*Records provided*
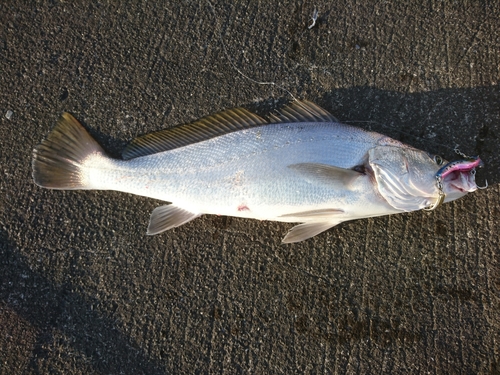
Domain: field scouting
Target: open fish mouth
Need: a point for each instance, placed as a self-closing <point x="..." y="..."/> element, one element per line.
<point x="460" y="174"/>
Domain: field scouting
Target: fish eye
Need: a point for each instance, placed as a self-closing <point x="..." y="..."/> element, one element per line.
<point x="438" y="159"/>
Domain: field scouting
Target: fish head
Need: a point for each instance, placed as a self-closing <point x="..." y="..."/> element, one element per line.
<point x="410" y="179"/>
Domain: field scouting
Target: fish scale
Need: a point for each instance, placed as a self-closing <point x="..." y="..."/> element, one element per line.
<point x="300" y="166"/>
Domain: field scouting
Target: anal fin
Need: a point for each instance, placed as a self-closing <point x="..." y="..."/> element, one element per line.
<point x="304" y="231"/>
<point x="167" y="217"/>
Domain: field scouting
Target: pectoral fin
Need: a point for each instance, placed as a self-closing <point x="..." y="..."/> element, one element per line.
<point x="325" y="173"/>
<point x="304" y="231"/>
<point x="168" y="217"/>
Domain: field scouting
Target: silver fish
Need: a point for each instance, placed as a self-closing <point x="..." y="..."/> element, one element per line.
<point x="300" y="165"/>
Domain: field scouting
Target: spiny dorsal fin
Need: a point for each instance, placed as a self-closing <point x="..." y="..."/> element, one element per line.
<point x="201" y="130"/>
<point x="302" y="111"/>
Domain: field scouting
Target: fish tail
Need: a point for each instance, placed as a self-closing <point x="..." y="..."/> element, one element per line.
<point x="63" y="160"/>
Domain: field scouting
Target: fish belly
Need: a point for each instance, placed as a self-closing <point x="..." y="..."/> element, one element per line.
<point x="247" y="173"/>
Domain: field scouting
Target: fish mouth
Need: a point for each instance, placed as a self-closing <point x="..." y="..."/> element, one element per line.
<point x="460" y="176"/>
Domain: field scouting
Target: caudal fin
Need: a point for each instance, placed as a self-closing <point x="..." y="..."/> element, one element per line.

*What you need to do*
Pull out every line in the entries above that contains the word "mouth". Case counts.

*Solution to this problem*
Target: open fish mouth
Target: fish mouth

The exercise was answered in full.